= SUPPLIED RECORDS =
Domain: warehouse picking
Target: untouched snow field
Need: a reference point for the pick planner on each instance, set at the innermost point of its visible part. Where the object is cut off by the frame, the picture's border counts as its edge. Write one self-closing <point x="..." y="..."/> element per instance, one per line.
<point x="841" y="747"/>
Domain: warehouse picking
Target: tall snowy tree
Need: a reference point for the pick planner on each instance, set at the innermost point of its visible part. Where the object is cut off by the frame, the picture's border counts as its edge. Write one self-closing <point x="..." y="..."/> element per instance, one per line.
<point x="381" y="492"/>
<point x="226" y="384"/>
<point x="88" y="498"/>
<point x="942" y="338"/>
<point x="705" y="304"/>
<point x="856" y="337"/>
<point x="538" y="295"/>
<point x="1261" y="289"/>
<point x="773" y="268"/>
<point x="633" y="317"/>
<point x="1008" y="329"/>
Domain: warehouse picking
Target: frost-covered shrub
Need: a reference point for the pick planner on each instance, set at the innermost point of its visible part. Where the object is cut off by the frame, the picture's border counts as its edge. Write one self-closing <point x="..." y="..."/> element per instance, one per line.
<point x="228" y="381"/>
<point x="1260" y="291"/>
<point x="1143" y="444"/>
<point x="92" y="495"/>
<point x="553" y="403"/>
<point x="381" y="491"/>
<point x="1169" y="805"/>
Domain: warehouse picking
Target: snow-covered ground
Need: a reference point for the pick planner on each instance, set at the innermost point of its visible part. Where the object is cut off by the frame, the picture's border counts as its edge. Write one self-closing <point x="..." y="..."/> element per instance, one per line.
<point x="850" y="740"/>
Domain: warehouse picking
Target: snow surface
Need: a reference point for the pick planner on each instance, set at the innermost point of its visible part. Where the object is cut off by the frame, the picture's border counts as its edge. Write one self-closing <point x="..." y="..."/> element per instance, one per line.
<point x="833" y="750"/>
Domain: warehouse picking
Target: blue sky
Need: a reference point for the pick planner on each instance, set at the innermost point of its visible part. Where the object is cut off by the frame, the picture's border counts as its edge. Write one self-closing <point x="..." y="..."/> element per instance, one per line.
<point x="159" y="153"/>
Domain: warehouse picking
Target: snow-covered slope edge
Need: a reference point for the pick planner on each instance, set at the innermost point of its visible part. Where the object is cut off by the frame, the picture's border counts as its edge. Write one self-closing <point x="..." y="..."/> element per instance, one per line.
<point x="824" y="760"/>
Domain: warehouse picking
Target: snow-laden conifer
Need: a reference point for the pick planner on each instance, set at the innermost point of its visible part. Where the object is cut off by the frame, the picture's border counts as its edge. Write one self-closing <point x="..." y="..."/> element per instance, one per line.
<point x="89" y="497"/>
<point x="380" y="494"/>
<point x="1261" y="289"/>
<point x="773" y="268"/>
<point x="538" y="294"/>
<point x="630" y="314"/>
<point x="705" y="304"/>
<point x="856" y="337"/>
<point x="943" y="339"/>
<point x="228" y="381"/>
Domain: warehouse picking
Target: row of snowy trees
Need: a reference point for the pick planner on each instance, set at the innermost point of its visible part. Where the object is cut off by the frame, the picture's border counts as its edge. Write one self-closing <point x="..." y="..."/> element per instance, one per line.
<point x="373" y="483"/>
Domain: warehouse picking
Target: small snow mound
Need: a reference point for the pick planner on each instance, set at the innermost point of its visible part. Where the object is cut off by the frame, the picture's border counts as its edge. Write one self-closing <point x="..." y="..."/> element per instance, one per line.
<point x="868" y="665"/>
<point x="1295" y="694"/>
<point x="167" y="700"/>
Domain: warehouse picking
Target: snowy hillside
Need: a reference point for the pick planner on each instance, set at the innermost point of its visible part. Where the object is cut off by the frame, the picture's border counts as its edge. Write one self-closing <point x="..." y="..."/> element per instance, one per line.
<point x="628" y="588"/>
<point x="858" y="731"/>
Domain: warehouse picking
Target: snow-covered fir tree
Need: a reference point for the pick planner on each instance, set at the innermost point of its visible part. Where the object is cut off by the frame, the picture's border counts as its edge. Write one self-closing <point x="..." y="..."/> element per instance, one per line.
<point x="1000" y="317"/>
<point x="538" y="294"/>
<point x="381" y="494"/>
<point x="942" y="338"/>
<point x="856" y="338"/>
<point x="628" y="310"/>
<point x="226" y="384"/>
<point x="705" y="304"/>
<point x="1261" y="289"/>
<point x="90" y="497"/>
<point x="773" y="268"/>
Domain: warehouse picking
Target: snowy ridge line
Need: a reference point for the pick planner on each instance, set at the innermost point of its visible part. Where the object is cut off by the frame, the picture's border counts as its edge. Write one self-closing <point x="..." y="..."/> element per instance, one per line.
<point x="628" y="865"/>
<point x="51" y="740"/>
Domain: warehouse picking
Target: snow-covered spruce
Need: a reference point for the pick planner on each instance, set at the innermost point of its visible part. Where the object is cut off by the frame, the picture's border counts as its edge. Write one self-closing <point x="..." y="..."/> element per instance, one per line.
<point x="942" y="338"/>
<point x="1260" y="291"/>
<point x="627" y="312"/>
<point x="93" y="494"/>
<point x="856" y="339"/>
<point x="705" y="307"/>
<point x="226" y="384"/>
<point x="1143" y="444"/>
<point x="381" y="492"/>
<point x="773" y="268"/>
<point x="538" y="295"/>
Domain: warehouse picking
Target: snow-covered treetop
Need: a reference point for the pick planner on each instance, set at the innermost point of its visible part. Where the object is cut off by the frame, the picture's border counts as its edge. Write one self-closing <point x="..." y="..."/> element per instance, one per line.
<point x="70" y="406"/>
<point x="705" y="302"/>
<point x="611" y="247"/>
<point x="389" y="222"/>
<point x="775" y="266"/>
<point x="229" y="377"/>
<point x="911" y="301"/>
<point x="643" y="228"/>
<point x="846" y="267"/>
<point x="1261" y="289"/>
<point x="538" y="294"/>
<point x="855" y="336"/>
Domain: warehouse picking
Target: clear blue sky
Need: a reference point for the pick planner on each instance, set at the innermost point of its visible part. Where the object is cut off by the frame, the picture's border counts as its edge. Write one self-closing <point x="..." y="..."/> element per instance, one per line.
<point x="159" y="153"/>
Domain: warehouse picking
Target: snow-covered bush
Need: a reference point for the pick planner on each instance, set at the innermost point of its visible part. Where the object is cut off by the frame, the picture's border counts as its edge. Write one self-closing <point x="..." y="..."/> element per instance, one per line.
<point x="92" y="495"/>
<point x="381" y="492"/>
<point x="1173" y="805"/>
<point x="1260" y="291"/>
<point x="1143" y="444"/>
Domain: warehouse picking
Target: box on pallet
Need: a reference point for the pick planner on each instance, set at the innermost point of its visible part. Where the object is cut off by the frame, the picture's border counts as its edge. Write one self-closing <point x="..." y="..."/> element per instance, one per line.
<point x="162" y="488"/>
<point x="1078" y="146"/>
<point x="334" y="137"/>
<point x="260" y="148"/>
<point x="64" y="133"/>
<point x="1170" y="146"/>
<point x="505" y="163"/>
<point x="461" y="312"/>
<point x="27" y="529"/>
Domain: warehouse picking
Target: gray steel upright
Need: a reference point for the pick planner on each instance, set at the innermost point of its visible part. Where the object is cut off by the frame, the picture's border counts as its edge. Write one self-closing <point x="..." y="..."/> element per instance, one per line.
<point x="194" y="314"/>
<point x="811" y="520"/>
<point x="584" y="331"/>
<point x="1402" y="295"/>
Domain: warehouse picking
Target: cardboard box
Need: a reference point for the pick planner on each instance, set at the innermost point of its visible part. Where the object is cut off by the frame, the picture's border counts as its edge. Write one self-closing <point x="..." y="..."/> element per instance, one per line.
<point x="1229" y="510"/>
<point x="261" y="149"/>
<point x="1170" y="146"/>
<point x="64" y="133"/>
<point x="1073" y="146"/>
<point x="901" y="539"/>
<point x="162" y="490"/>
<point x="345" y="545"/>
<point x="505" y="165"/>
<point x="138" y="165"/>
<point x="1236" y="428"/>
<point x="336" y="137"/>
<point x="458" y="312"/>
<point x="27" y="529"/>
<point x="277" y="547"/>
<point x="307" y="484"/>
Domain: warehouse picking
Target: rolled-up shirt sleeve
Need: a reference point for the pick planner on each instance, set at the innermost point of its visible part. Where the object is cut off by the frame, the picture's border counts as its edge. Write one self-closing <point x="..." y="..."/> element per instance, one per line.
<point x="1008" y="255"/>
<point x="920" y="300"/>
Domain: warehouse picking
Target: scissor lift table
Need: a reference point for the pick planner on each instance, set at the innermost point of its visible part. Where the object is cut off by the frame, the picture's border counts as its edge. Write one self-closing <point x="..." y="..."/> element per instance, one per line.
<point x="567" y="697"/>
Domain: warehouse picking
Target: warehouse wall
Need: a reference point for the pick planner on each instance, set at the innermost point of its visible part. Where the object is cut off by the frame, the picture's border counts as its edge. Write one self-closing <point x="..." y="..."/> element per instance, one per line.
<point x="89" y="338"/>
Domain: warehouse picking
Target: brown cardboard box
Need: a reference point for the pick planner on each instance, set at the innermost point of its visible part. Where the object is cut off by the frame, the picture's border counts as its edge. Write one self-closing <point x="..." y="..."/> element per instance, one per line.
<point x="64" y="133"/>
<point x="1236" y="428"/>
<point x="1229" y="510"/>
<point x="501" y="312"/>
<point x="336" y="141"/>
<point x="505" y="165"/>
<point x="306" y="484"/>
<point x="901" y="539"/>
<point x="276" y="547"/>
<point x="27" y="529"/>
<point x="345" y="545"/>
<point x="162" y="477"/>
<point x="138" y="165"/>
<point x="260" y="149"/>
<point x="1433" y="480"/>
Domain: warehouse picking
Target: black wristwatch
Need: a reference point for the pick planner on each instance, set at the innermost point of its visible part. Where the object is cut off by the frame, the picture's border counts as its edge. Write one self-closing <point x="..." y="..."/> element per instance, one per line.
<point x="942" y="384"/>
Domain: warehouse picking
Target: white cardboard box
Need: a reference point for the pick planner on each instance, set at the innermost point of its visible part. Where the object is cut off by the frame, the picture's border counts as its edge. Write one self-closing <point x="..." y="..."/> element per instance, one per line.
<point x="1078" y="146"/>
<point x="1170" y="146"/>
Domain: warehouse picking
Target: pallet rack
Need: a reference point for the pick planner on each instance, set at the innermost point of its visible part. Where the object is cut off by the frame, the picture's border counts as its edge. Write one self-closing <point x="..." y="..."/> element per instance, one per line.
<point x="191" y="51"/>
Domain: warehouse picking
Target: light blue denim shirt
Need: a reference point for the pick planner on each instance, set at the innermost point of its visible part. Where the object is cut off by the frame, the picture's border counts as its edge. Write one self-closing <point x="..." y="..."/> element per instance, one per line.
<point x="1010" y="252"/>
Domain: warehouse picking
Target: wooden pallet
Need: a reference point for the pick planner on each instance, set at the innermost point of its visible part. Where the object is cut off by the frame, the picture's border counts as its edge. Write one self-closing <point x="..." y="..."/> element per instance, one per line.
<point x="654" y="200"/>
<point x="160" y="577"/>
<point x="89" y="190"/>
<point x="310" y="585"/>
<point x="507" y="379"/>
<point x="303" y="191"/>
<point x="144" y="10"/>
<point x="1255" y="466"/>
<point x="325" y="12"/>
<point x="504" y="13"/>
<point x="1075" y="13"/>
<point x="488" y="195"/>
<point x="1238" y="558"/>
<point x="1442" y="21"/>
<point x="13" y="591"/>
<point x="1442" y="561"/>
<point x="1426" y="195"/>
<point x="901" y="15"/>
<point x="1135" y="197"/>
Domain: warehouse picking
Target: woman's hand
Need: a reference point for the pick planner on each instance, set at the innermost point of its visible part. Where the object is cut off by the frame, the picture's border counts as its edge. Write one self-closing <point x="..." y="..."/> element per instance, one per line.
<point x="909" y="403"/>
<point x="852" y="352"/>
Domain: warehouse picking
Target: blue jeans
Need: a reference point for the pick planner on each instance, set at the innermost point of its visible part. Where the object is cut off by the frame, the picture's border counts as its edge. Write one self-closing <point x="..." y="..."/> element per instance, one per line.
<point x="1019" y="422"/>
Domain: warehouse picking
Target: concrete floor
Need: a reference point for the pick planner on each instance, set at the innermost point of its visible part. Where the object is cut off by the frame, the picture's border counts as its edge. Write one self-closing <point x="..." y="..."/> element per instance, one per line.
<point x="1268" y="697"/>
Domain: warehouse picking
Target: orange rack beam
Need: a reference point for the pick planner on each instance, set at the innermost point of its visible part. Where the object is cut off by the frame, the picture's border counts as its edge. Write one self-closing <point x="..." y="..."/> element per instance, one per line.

= EXERCISE DESCRIPTION =
Please gather each line of the material above that contains the word "blue", treating case as significant.

= WRITTEN ANSWER =
Target: blue sky
Target: clear blue sky
Target: light blue denim shirt
Target: blue jeans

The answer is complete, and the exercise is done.